■ **PROBLEM STATEMENT**: Repeat the records below exactly, beginning at the first line and finishing with the line that contains "For each instance of the light".

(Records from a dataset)
^^^^

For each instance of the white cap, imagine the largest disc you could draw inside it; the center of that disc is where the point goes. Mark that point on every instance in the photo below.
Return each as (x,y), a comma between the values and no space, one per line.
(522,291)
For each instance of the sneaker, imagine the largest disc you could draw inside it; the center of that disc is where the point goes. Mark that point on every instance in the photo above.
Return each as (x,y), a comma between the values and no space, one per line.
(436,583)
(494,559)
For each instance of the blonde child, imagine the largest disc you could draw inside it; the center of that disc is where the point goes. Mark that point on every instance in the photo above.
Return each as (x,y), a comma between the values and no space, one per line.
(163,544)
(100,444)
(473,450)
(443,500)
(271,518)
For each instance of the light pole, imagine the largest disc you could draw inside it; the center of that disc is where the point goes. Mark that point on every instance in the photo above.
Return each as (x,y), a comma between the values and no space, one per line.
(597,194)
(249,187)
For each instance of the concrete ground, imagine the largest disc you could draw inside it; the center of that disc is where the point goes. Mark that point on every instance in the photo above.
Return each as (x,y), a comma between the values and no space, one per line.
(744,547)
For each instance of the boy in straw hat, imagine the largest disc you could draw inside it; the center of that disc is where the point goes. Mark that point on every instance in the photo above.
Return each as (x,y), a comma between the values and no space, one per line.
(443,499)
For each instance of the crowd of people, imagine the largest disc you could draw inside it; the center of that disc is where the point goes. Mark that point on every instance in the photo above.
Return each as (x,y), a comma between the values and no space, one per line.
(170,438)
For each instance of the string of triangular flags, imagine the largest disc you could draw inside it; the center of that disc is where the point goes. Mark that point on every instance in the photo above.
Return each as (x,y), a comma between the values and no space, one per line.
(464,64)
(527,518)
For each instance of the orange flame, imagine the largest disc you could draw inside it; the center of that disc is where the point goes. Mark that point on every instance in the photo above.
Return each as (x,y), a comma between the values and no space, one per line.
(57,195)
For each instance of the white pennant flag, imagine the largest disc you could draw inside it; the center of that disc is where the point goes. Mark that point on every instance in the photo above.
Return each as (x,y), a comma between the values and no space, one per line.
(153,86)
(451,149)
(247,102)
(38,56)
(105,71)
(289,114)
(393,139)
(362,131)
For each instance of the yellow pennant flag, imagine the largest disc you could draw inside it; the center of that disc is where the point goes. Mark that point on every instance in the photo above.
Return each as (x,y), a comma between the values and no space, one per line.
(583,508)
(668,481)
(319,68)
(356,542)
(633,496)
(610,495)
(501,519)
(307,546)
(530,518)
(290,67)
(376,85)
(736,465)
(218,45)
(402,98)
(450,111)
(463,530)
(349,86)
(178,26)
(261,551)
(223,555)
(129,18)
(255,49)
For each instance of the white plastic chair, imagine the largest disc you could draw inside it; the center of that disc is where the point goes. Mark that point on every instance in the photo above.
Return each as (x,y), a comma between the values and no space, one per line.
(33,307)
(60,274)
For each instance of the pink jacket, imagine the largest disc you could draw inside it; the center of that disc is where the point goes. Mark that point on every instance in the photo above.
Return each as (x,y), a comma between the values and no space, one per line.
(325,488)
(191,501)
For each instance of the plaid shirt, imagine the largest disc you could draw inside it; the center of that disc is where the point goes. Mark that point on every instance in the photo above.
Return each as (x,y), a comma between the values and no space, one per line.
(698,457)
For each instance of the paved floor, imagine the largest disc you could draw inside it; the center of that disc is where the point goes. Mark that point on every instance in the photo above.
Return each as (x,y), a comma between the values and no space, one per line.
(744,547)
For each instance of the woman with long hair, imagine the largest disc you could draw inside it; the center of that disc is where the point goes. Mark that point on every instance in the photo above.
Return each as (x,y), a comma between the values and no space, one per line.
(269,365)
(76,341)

^^^^

■ **RESULT OF THE TASK**:
For each instance of the white cap, imagine the largest disc you could draw inside it; the center of that disc is where the point goes. Mark that point on every instance in the photo below.
Return each as (x,y), a comma between the values and no space, one per line.
(522,291)
For each instance of the sneaker, imagine the largest disc you could draw inside it; the center of that disc is where the point goes. Mark that point on every instance in the photo above.
Return each as (x,y), a comma between the values and no space, one per line.
(436,583)
(494,559)
For each instance of the blonde child, imagine the largest disc you could draw inside it; the center of that disc is where the point goes. Mark that point on every instance in the photo above.
Return each as (x,y), a comma between the values and no space, one per line.
(163,544)
(100,444)
(473,450)
(443,500)
(271,518)
For each instance of the light pole, imagine the largest disc you could draw inside it; the center of that disc is where the point goes. Mark that point on every instance in the photo above.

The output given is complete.